(Collected data entries)

------------------------

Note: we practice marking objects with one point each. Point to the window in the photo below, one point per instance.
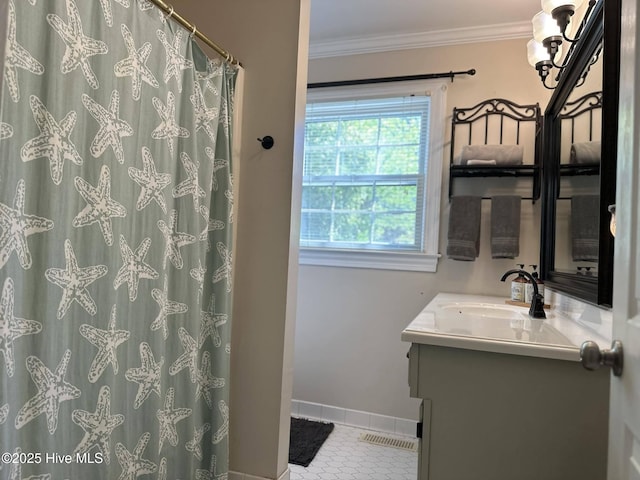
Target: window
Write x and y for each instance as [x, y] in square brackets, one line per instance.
[371, 176]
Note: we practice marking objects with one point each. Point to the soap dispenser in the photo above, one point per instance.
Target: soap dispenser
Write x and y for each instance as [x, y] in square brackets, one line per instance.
[529, 289]
[518, 286]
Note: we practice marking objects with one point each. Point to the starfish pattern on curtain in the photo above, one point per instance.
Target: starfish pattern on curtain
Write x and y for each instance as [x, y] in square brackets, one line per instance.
[116, 247]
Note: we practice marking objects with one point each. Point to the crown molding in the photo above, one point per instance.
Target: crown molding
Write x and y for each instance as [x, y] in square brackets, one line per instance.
[408, 41]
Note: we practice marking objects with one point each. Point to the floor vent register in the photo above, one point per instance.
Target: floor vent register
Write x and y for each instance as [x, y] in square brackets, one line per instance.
[384, 441]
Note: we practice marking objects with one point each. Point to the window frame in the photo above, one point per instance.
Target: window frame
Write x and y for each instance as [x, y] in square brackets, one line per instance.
[427, 259]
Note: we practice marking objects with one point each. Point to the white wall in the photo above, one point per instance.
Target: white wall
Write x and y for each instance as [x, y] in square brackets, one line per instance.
[270, 39]
[348, 351]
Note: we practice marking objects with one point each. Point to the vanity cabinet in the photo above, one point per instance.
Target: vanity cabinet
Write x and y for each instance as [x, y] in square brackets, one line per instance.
[499, 416]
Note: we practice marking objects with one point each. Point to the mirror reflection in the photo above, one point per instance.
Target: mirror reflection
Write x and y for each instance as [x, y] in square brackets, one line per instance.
[578, 199]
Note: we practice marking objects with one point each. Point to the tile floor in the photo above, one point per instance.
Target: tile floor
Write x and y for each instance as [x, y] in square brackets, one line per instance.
[344, 457]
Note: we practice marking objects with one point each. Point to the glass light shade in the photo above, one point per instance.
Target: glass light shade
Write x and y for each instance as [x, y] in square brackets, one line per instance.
[544, 26]
[549, 5]
[536, 52]
[612, 223]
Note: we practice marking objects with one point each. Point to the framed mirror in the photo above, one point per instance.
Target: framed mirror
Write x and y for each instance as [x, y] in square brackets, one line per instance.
[579, 162]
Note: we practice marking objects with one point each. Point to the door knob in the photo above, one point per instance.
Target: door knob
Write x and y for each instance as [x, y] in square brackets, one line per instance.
[592, 357]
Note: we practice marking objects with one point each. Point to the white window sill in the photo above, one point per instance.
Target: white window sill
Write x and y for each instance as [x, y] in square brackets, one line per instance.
[414, 262]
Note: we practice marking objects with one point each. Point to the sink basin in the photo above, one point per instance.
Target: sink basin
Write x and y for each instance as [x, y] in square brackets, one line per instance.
[483, 310]
[496, 320]
[487, 323]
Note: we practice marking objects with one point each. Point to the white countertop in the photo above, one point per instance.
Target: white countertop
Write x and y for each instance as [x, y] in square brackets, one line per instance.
[487, 323]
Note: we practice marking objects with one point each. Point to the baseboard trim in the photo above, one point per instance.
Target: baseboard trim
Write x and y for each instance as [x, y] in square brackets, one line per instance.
[245, 476]
[354, 418]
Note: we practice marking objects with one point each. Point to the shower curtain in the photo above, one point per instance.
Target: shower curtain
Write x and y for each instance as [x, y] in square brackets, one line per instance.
[116, 211]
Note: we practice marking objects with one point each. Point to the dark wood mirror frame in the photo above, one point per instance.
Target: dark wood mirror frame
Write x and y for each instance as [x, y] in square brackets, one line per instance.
[602, 28]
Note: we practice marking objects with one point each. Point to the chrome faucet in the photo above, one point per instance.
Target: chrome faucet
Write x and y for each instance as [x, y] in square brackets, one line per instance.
[537, 302]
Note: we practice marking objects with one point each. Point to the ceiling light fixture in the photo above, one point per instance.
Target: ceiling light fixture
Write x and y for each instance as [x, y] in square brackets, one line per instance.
[544, 51]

------------------------

◆ WHAT TO DO: Lay out every item above as a two-column CSV with the columns "prompt" and "points", one row per item. Put each item's text and its answer in a single quoted field with line breaks replaced by spaces, and leave the pictures out.

◆ WRITTEN SOLUTION:
prompt,points
"Note: we practice marking objects with one point each. Point to the window in the photo below, one point per instance. Target: window Write x and y for each instance as [x, y] in square brackets, one line per instance.","[371, 176]"
"Note: we practice marking objects with one point each. Point to the soap dispenser in the photo above, one point per instance. Target: soap dispenser Write x and y for each instance as [x, y] in square brackets, one line per instance.","[529, 289] [518, 286]"
"Note: we practice marking objects with one point each. Point to the starfish pattern on curtain in the photo above, one point per instance. Target: starfish pattern on curtain Write x and y for each instance as [x, y] in square brackets, one line per instance.","[116, 247]"
"Note: we practice marking objects with one point each. Point to the crown molding in the photo above, one point per instance. Target: crown molding Write x and y for each instance as [x, y] in square brackets, one line per instance.","[408, 41]"
"Note: we practice marking objects with one point each. Point to the floor vent register in the photo above, one point per instance. Target: floor vent register Write x and y for each instance as [x, y] in square brackets, one line per instance.","[384, 441]"
"Note: we practice marking objects with one point each. Point to the window frame in the photo above, one point per instance. Target: window frame Write x and y for each instance as [x, y] in square brackets, one line per instance.","[427, 259]"
"Note: we practice marking objects with one point each. Point to the white wall in the photo above, one point per instance. Target: white wall Write x and y for each instance as [x, y] in square brackets, one line per instance.","[270, 39] [348, 351]"
"Note: we practice marking objects with one point each. Point to the vanity cabinet in the photo above, one point per instance. Target: vanity cabinet Write x and y for each instance as [x, y] in square brackets, one line per instance.","[499, 416]"
"Note: we practice marking objects with one point each. Point to the mirror reflection in the photo above, one point per instance. Target: mirror reflection Write x and y for each instance as [x, y] in square brackets, one line per instance.","[578, 199]"
"Note: we practice marking objects with one point each. Point to the tile floor in the photo above, one point per instance. Target: tile floor Write x and y for each instance as [x, y] in square brackets, one line per instance.","[344, 457]"
"Note: we practice marking objects with one point each. Point to the glass light shade in the photo above, one point per instance. Target: glass light shade Write x and y for each instance as [x, y] in square brackets, one line per instance.","[544, 26] [549, 5] [536, 52] [612, 223]"
"Note: we practice marking objects with one point each. Point to the framed mirror in the photo above, one point per instance. Target: framed mirror Write x and y for each instance as [x, y] in square brackets, one line per instance.","[579, 162]"
"Note: we practice marking objects with one point each. Point to the door knob in the photo above, one point per instance. Target: door knob Write x and y for each instance as [x, y] in square brackets, one line per instance.","[592, 357]"
"Note: we practice marking objects with one point each. Point to the white window sill in the photo above, one point per instance. Target: white window sill Write x and y for each instance as [x, y] in square brackets, one line per instance.","[414, 262]"
"Note: we practice marking objects with one point each. Point to the sink basin in the photo above, one point per instance. Target: sink basin Write x and y for each instance as [x, y] in square brackets, one line per instance.","[483, 310] [496, 320] [487, 323]"
"Note: we practice marking objects with one point each. Point to the white countertop in the photo above, one point per instance. Target: white countertop Write x and y for each instance as [x, y] in square brackets, one line per instance.","[487, 323]"
"Note: we practice marking objects with one point each. Point to the baseboard trim in the photo above, one point per instance. Target: baseboard trim Write x and y for each instance as [x, y] in square brackets, one line per instance.","[245, 476] [354, 418]"
"Note: we practice marking objects with one point each. Point to the shower curtain in the photo above, one point per instance. Target: shower curtain Write x and y for each instance as [x, y] in square brackets, one line per instance.","[116, 211]"
"Note: we practice marking objects with one point each. Point to the dark wood mirror frame in the photo above, one point per instance. Target: dark wood mirror frame Write x and y for each instance as [x, y] in square brackets, one line per instance.","[602, 28]"
"Note: we practice marking objects with one point each. Point to the chrome faucet in the photo above, one point per instance. Target: chrome faucet Write x and y for each instance as [x, y] in square brackets, one line per instance.","[537, 302]"
"Note: we practice marking objects with one point each. Point to the ceiling light fixture in the photo above, one point per instance. Target: ceiling light fixture Write x and y for each instance as [x, y] in square brackets, one line per instance.","[544, 51]"